_Work required_
Write out the records again, exactly, leaving none out.

_Input rows_
####################
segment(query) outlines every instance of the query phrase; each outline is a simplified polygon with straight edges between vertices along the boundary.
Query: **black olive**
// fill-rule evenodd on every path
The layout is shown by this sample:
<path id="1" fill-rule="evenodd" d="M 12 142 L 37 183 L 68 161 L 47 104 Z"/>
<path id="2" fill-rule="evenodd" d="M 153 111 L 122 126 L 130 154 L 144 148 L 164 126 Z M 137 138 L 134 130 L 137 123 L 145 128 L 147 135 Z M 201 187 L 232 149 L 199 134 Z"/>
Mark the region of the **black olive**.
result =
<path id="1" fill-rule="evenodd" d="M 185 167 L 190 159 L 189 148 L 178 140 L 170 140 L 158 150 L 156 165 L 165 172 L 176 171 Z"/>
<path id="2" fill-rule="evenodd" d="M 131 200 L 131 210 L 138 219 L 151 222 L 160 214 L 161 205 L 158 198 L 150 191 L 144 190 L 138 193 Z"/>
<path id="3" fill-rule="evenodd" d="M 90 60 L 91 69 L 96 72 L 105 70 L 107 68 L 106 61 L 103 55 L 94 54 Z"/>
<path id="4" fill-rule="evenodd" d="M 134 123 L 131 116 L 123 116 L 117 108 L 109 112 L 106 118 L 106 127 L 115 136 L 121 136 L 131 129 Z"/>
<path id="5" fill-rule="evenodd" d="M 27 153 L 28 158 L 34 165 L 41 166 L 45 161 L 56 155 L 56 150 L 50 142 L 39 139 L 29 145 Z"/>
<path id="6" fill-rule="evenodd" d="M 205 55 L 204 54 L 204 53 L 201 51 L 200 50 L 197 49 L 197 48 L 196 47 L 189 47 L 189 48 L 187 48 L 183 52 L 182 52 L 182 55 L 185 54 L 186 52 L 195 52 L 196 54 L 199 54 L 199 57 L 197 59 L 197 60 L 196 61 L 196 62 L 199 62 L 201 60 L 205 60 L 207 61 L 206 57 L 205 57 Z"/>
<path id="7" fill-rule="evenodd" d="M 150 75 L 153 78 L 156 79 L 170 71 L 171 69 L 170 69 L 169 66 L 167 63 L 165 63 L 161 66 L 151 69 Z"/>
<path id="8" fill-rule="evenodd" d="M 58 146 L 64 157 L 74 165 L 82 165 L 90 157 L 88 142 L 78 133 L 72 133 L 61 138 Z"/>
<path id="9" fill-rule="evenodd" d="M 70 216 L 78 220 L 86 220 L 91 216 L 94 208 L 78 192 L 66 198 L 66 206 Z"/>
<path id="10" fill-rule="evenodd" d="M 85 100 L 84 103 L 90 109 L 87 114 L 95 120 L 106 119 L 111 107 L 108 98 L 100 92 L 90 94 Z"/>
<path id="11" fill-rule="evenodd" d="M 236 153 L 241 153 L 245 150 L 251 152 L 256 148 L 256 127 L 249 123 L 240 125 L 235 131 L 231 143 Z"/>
####################
_Complete response_
segment(query) outlines every instance of the query phrase; each outline is a simplified polygon with straight edges between vertices along the boundary.
Query: **black olive**
// fill-rule evenodd on every path
The layout is shown by this sample:
<path id="1" fill-rule="evenodd" d="M 12 142 L 37 183 L 68 161 L 47 104 Z"/>
<path id="2" fill-rule="evenodd" d="M 153 111 L 122 126 L 130 154 L 144 148 L 164 126 Z M 137 138 L 134 130 L 137 123 L 145 128 L 147 135 Z M 201 187 L 232 149 L 199 134 Z"/>
Mark the region of the **black olive**.
result =
<path id="1" fill-rule="evenodd" d="M 185 167 L 190 159 L 189 148 L 178 140 L 170 140 L 158 150 L 156 165 L 165 172 L 176 171 Z"/>
<path id="2" fill-rule="evenodd" d="M 131 200 L 131 210 L 138 219 L 151 222 L 160 214 L 161 205 L 158 198 L 150 191 L 144 190 L 138 193 Z"/>
<path id="3" fill-rule="evenodd" d="M 90 60 L 91 69 L 96 72 L 105 70 L 107 68 L 106 61 L 103 55 L 94 54 Z"/>
<path id="4" fill-rule="evenodd" d="M 134 123 L 131 116 L 123 116 L 117 108 L 109 112 L 106 118 L 106 127 L 115 136 L 121 136 L 131 129 Z"/>
<path id="5" fill-rule="evenodd" d="M 27 153 L 28 158 L 34 165 L 41 166 L 45 161 L 56 155 L 56 150 L 50 142 L 39 139 L 29 145 Z"/>
<path id="6" fill-rule="evenodd" d="M 205 55 L 204 54 L 204 53 L 201 51 L 200 50 L 197 49 L 197 48 L 196 47 L 189 47 L 189 48 L 187 48 L 183 52 L 182 52 L 182 55 L 185 54 L 186 52 L 195 52 L 196 54 L 199 54 L 199 57 L 197 59 L 197 60 L 196 61 L 196 62 L 199 62 L 201 60 L 205 60 L 207 61 L 206 57 L 205 57 Z"/>
<path id="7" fill-rule="evenodd" d="M 150 75 L 153 78 L 156 79 L 170 71 L 171 69 L 170 69 L 169 66 L 167 63 L 165 63 L 161 66 L 151 69 Z"/>
<path id="8" fill-rule="evenodd" d="M 58 146 L 64 157 L 74 165 L 82 165 L 90 157 L 88 142 L 78 133 L 72 133 L 61 138 Z"/>
<path id="9" fill-rule="evenodd" d="M 70 216 L 78 220 L 86 220 L 91 216 L 94 208 L 78 192 L 66 198 L 66 206 Z"/>
<path id="10" fill-rule="evenodd" d="M 85 100 L 84 103 L 90 109 L 87 114 L 95 120 L 106 119 L 111 107 L 108 98 L 100 92 L 90 94 Z"/>
<path id="11" fill-rule="evenodd" d="M 236 153 L 241 153 L 245 150 L 251 152 L 256 148 L 256 127 L 249 123 L 240 125 L 235 131 L 231 143 Z"/>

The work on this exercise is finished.